Exercise description:
Which lines in the data below contain the word "wall"? Pull each of them out.

■ ■ ■ ■

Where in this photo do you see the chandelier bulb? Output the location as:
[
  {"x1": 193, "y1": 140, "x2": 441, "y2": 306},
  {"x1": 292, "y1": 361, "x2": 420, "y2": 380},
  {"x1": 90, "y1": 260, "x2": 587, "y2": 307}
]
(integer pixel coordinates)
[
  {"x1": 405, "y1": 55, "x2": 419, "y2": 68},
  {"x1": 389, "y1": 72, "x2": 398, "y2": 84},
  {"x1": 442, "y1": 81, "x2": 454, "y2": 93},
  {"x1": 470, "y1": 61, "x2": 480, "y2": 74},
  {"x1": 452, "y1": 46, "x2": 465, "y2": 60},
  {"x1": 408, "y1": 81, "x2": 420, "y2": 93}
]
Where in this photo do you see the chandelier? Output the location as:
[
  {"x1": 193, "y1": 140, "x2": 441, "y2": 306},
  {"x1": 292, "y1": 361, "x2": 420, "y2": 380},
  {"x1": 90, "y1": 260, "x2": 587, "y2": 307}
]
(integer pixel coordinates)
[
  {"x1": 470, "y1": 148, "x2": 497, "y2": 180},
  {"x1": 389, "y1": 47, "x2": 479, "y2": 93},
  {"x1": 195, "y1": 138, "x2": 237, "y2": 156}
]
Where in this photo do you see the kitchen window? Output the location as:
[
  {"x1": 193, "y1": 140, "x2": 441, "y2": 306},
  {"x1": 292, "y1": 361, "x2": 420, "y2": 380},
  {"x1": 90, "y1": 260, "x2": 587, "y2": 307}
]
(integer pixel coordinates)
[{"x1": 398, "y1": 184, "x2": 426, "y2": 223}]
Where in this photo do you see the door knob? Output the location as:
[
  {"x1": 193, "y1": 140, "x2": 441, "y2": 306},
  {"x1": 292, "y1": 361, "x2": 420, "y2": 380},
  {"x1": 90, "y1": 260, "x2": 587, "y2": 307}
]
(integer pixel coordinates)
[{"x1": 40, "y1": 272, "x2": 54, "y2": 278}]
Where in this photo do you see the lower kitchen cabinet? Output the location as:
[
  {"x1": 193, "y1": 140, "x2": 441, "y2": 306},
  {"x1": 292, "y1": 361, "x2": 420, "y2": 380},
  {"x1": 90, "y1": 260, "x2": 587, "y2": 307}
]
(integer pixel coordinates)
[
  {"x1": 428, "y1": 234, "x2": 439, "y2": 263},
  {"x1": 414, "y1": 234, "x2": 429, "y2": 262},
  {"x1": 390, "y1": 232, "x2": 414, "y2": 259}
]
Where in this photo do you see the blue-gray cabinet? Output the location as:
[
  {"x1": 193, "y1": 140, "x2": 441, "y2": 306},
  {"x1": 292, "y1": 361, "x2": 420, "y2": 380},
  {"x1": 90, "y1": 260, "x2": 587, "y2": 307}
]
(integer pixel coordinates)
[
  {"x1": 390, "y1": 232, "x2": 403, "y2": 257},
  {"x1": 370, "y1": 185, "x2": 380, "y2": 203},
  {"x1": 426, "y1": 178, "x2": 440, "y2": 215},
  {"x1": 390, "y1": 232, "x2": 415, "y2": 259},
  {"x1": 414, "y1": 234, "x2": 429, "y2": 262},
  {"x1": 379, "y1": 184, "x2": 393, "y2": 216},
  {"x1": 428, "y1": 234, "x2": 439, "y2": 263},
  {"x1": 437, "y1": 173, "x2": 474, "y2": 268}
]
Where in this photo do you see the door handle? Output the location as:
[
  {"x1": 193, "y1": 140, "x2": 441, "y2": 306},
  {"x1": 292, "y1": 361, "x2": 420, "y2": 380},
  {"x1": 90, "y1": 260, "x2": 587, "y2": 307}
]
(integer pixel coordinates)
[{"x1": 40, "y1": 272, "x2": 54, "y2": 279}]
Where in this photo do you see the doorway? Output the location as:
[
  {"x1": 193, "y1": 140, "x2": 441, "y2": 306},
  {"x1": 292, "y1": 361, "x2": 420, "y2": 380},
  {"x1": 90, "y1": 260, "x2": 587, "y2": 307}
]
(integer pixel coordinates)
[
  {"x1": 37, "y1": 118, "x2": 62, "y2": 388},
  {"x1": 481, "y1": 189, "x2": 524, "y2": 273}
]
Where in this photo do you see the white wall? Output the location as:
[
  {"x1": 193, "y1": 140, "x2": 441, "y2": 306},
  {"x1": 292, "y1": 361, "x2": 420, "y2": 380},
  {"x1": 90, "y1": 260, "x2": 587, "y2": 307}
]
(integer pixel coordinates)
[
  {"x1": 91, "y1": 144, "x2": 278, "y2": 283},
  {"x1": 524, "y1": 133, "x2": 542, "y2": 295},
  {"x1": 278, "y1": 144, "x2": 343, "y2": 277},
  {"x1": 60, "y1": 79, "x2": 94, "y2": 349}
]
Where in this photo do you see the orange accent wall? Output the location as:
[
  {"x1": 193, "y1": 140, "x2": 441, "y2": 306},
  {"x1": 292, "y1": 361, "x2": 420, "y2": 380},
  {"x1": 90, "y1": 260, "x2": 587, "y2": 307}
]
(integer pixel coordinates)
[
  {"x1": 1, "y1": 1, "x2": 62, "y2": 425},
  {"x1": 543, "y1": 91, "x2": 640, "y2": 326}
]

■ ■ ■ ■

Your solution:
Where in this photo do you see the white wall? Output the location as:
Where in this photo do you see the orange accent wall? Output the location as:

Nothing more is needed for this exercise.